**What the exercise asks**: Please find each line in the data below that contains the string "skyline", and copy those lines out in full.

**Input data**:
——

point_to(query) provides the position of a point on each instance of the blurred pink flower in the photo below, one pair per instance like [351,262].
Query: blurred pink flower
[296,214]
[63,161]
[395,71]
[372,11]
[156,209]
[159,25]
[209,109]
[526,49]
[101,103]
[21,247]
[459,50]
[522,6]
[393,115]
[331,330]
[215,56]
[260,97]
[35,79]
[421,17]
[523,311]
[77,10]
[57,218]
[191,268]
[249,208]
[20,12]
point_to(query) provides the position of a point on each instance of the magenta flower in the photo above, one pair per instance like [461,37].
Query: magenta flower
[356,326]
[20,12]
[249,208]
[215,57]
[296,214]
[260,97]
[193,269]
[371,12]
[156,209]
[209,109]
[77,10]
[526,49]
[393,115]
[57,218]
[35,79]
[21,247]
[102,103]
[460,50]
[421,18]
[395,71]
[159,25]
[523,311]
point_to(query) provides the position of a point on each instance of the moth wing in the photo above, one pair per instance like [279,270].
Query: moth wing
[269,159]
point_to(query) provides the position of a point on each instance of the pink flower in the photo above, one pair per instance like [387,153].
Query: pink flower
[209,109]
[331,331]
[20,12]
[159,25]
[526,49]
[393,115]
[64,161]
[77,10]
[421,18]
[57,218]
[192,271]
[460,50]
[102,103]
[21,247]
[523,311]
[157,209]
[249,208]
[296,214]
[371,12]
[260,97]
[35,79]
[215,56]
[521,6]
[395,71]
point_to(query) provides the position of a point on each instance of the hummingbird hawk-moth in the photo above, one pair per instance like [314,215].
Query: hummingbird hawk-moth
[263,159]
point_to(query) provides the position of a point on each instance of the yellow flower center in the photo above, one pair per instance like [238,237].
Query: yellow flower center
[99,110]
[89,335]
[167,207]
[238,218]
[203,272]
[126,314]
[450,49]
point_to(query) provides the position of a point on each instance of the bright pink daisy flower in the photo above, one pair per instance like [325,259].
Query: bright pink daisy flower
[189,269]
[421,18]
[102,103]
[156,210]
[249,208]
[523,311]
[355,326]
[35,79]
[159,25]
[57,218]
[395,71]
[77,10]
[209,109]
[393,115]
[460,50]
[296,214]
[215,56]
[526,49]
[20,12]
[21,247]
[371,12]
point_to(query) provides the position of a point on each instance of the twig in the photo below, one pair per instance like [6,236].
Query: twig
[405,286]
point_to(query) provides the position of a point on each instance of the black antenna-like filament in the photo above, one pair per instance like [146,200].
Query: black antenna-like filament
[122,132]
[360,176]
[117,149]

——

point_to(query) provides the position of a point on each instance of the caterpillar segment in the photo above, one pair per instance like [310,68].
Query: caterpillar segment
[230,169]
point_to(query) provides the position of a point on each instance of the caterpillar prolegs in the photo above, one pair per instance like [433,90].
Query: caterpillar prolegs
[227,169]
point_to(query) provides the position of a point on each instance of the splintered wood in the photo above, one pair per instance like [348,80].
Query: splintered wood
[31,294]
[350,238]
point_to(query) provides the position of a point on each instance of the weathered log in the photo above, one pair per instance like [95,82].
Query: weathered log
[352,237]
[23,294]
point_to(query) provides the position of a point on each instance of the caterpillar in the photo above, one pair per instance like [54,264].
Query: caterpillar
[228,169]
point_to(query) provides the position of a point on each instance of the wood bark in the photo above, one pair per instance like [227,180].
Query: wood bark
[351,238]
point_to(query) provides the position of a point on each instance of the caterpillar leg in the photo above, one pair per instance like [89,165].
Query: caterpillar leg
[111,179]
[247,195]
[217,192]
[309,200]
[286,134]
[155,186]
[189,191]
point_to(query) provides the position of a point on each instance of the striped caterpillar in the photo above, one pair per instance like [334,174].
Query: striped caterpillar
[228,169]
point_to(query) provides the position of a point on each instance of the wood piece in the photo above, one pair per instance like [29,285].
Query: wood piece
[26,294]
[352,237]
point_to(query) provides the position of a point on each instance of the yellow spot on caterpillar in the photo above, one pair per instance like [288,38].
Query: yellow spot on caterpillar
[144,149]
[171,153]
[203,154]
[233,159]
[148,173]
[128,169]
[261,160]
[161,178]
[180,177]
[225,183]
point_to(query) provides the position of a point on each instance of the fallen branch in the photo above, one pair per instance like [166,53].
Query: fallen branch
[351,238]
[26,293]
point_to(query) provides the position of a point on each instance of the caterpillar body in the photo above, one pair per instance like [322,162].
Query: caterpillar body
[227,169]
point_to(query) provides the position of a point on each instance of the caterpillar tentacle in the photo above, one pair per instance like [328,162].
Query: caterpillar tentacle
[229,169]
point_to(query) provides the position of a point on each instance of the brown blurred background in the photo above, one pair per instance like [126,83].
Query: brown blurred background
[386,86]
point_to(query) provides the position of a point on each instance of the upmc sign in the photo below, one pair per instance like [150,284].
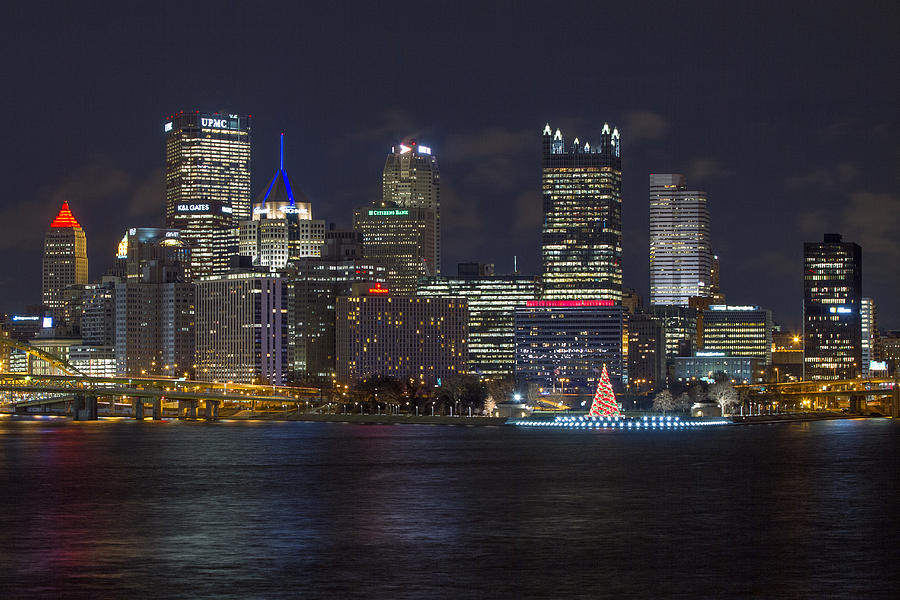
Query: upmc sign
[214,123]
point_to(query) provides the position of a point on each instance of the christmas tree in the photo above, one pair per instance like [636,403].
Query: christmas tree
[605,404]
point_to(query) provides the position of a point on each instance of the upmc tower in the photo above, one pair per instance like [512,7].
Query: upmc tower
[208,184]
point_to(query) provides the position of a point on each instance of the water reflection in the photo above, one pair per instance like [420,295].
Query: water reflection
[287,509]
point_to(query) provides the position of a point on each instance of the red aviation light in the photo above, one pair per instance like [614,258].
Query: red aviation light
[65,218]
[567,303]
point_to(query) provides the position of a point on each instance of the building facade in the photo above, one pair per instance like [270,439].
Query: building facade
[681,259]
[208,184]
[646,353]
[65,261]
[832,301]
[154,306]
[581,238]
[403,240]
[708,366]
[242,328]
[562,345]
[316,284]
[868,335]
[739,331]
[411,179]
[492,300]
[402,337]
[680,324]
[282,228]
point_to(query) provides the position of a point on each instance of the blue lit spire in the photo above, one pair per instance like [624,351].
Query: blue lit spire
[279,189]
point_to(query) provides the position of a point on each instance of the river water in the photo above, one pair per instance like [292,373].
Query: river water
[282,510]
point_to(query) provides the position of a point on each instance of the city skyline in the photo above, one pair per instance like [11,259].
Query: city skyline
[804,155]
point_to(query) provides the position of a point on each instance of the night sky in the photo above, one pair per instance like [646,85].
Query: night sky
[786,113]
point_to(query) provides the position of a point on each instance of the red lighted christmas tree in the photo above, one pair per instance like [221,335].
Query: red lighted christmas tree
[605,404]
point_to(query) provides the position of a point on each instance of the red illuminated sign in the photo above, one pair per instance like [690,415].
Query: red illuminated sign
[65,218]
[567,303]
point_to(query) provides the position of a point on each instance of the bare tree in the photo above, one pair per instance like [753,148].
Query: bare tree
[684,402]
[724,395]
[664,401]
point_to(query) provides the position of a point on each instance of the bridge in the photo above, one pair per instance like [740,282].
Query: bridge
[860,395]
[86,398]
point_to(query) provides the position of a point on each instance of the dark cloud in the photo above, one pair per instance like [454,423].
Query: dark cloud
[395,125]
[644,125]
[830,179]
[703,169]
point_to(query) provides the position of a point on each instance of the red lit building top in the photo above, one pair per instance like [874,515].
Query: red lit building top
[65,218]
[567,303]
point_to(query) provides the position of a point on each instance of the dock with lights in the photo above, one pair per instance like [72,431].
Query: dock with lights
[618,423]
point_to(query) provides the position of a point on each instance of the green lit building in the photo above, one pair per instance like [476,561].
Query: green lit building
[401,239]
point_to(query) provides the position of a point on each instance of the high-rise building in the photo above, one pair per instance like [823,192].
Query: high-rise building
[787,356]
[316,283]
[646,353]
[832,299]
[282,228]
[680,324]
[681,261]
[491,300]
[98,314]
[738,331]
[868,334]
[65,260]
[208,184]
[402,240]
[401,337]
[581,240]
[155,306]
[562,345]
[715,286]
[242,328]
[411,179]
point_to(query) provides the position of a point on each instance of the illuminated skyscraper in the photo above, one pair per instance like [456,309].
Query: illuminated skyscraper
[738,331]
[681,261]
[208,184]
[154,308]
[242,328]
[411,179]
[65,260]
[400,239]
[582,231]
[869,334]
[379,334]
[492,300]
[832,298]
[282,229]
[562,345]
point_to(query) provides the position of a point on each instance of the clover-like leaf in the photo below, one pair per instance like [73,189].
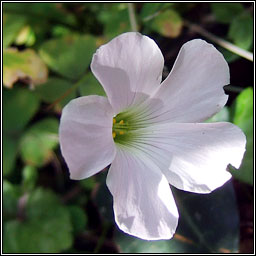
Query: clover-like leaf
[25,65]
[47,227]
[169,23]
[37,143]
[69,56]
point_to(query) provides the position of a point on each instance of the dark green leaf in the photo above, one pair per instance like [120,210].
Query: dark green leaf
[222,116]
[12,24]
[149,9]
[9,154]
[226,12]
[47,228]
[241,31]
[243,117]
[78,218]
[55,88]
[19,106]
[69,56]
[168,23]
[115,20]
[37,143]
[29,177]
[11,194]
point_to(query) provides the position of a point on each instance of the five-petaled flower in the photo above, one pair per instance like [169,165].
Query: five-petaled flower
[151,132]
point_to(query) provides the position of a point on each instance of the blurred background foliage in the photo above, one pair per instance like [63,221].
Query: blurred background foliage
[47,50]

——

**Exercise result**:
point_to(query) provides the position of a point on each instance of the city skyline in the photo above, one pair per instance like [11,259].
Query: city skyline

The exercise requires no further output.